(Entries from a dataset)
%%

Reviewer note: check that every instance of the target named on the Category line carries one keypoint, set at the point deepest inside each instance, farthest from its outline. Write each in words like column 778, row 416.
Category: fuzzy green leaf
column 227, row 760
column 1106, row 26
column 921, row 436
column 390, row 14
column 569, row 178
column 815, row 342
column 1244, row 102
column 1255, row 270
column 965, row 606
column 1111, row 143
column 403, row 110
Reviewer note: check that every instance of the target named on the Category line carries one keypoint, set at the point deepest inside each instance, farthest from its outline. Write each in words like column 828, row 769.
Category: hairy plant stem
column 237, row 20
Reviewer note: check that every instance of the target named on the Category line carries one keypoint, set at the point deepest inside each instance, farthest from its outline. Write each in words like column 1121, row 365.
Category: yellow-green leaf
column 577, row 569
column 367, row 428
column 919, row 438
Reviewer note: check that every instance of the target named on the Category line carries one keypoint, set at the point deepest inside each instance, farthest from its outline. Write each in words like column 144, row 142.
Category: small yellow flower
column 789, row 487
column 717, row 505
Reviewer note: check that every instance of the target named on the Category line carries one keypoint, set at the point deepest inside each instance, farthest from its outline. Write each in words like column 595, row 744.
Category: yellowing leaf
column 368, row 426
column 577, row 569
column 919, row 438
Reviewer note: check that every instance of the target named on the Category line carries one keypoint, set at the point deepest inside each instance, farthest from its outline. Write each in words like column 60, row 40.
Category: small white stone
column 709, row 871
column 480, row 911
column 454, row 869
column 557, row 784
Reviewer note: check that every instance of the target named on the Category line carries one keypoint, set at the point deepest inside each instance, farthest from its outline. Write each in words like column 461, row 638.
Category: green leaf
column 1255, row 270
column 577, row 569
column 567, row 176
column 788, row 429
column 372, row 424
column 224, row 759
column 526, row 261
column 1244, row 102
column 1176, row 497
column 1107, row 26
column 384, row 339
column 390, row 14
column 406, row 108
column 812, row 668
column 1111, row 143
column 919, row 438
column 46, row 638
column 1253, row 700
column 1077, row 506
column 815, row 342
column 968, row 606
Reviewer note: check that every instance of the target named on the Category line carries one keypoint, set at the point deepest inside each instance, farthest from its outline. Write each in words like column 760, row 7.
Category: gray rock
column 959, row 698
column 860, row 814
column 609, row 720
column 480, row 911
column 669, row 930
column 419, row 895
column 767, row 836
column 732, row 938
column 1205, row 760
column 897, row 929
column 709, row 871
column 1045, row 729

%%

Task prompt.
Update the lines between the one containing "828, row 769." and the one containing "column 557, row 784", inclusive, by replacing "Reviewer note" with "Audit note" and changing nothing else. Give back only those lines.

Reply.
Audit note: check that every instance of the target named on the Category line carries one keypoint, set at the point deepest inside each instance, farthest from its outline. Write each in words like column 828, row 769.
Category: hairy plant stem
column 237, row 20
Audit note: check that every instance of the target named on the Category line carries one keypoint, set at the point deepest inside each instance, farthest from its outline. Write each in words like column 1121, row 365.
Category: yellow-green leaf
column 577, row 569
column 367, row 428
column 919, row 438
Audit note: check that every instance of the target named on the Category line carries one keypoint, set at the point deepest inside each instance, farthest from its outline. Write each in words like column 144, row 142.
Category: small yellow flower
column 789, row 487
column 717, row 505
Audit note: check that every instance of the target named on the Category line carries one keypoint, set at the point deepest inside each instance, farthest from its outline. Write each in words like column 595, row 744.
Category: yellowing leaf
column 368, row 426
column 577, row 569
column 919, row 438
Audit note: check that every instance of the target named on the Category line carries one keypoint, set at the point deepest inside each instance, farthest from its outline. Write each in words like column 60, row 40.
Category: small white stone
column 709, row 871
column 480, row 911
column 454, row 869
column 557, row 784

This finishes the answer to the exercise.